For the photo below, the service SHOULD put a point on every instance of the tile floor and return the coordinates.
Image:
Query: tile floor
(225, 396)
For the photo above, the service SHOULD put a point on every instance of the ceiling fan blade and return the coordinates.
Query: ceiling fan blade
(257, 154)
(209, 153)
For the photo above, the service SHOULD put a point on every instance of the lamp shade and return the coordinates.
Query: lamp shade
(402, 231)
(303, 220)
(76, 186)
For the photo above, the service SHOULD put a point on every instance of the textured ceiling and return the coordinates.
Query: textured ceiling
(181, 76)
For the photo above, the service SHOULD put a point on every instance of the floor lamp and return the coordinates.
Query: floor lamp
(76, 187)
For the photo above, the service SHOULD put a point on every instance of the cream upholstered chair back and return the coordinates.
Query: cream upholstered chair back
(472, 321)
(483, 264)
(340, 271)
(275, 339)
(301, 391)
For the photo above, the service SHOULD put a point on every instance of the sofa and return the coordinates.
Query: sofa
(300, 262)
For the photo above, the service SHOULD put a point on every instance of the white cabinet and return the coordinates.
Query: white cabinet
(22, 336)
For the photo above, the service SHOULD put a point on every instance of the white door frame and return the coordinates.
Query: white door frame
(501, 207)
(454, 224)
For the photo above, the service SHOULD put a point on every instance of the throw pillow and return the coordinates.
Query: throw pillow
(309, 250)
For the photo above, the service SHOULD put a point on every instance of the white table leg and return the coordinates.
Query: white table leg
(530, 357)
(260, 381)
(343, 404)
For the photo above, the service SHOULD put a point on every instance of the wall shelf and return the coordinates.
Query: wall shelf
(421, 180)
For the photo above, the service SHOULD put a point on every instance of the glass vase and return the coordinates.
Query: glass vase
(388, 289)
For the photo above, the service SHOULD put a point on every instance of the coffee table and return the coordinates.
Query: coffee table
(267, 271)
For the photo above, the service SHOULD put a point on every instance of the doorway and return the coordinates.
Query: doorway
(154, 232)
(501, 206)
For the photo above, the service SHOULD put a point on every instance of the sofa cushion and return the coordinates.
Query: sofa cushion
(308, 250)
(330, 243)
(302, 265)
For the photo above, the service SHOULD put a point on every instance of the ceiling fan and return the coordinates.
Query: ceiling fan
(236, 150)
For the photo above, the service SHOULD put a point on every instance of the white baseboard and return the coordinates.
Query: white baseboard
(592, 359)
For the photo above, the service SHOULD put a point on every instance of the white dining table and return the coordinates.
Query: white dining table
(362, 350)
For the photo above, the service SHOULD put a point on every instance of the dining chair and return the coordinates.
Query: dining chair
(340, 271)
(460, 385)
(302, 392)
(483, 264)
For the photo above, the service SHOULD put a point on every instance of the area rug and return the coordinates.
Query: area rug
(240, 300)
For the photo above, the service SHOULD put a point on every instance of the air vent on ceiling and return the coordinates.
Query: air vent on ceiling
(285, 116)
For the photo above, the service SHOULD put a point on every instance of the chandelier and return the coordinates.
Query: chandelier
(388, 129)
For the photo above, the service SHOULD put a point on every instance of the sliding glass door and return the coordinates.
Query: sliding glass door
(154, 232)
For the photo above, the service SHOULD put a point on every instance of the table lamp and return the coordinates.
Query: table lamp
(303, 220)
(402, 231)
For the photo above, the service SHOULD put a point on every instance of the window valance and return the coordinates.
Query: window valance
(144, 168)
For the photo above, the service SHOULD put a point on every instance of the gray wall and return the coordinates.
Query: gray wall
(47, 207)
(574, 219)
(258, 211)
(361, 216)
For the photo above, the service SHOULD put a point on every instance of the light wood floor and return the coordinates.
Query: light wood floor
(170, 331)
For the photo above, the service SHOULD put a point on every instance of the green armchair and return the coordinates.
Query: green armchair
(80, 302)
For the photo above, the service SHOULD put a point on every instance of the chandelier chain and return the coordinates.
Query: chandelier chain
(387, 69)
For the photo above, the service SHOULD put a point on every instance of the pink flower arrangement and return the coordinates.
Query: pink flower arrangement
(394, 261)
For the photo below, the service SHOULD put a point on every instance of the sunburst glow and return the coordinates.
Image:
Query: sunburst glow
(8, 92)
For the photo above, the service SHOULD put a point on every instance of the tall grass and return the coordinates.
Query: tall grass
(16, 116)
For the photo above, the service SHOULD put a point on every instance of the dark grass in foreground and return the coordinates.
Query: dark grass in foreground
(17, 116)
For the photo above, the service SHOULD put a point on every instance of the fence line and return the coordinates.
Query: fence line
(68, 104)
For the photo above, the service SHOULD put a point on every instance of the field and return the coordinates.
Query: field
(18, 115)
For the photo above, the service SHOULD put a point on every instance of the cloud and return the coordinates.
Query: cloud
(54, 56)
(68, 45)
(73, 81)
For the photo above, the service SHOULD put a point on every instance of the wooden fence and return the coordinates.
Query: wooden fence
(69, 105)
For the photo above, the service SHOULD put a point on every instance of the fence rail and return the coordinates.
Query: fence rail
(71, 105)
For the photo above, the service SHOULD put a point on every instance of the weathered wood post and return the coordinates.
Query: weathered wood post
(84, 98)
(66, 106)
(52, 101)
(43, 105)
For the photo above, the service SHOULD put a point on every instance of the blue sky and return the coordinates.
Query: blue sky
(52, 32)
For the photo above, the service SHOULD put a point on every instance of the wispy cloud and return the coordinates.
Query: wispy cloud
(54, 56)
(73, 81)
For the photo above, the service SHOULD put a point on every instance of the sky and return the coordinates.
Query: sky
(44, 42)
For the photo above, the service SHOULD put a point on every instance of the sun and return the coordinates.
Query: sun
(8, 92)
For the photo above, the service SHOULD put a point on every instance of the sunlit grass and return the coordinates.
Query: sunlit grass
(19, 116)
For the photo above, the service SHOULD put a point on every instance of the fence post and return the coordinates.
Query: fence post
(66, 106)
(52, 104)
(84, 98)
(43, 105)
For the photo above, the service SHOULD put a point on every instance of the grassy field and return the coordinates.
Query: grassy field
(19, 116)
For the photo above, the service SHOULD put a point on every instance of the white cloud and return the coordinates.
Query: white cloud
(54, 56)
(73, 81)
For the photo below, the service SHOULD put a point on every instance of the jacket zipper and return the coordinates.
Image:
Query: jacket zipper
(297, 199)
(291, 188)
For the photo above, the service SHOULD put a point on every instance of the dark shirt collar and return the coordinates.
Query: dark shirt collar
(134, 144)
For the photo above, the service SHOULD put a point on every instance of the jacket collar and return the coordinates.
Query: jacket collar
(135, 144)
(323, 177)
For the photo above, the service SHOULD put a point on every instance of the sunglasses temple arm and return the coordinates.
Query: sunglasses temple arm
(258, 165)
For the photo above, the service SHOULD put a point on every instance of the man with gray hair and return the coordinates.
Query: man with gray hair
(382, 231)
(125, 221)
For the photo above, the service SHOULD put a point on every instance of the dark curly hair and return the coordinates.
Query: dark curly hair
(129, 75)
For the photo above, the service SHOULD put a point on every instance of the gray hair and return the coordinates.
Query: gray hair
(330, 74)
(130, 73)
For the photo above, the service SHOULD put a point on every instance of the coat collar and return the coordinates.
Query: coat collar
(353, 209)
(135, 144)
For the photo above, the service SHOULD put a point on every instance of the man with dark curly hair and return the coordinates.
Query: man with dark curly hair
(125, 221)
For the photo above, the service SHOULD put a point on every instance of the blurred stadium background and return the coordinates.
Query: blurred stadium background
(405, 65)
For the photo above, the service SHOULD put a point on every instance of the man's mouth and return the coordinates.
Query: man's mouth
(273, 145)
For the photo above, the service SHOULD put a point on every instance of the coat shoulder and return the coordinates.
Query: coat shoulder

:: Exercise ::
Lines holding "shoulder": copy each one from the records above.

:: The answer ::
For the photo above, the service SHOULD put a point on every instance of the coat shoulder and return the coordinates.
Query: coat shoulder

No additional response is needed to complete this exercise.